** TASK DATA **

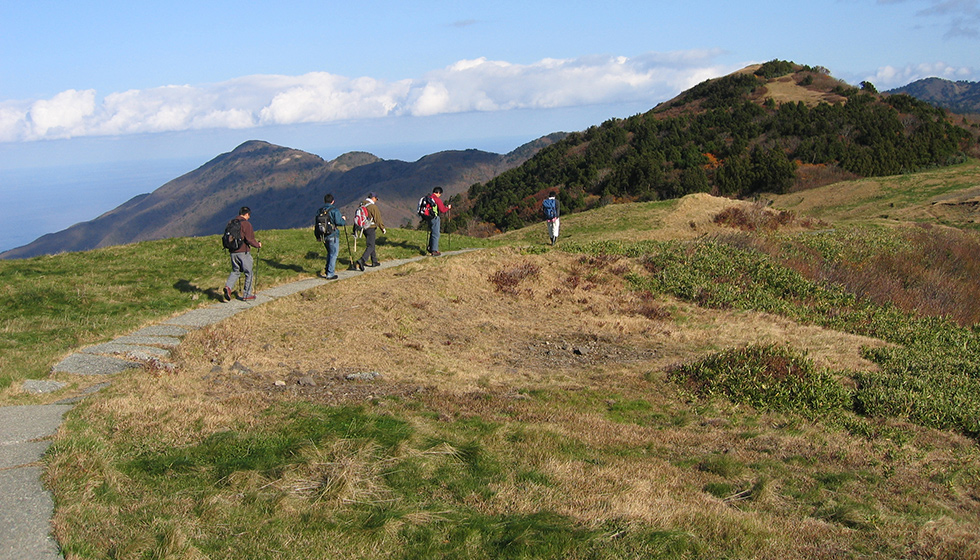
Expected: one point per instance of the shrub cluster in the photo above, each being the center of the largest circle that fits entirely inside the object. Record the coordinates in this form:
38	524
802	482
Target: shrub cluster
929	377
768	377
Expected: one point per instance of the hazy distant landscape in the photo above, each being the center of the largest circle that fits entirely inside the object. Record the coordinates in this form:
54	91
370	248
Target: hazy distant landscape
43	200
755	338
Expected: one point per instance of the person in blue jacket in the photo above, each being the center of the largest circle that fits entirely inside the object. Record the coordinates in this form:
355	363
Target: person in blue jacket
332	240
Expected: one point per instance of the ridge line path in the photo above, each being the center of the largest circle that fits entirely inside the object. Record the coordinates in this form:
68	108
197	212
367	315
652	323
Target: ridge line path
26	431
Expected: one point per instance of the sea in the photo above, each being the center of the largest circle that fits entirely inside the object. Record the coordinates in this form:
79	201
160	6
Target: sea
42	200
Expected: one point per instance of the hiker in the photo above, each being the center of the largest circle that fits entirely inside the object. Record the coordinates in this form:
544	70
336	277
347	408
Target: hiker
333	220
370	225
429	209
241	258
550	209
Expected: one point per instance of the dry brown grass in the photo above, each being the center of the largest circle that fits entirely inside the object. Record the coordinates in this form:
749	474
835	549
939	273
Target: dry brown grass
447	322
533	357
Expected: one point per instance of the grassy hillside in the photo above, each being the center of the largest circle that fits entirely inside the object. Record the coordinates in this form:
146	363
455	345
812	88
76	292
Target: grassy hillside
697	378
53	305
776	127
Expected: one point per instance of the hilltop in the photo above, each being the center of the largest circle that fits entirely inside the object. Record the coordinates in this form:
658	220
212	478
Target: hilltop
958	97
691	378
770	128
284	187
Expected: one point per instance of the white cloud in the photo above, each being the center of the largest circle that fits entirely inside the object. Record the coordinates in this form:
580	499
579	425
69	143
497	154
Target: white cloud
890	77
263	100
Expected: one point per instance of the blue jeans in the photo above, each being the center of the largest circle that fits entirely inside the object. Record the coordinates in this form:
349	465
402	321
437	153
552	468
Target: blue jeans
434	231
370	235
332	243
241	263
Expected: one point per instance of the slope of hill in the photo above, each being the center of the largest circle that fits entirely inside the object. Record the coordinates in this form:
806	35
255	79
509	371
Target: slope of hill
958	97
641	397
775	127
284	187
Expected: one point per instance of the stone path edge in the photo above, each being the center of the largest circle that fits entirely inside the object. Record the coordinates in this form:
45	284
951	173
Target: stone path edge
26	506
--
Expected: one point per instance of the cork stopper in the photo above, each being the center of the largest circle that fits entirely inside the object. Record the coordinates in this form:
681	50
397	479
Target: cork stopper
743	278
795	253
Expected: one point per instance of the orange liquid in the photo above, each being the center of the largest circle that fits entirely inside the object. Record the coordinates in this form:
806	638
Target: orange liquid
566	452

** THE EXERCISE **
Please identify every line in the listing that contains the word "slope", and copy each of those lines.

** OUTPUT FOR THIS EXERCISE **
Expected: one point per instance of the slope of hill in the photo above, each being the center of the largest circle that fits entirely inside the object. Record the coordinates in this form:
Target: slope of hill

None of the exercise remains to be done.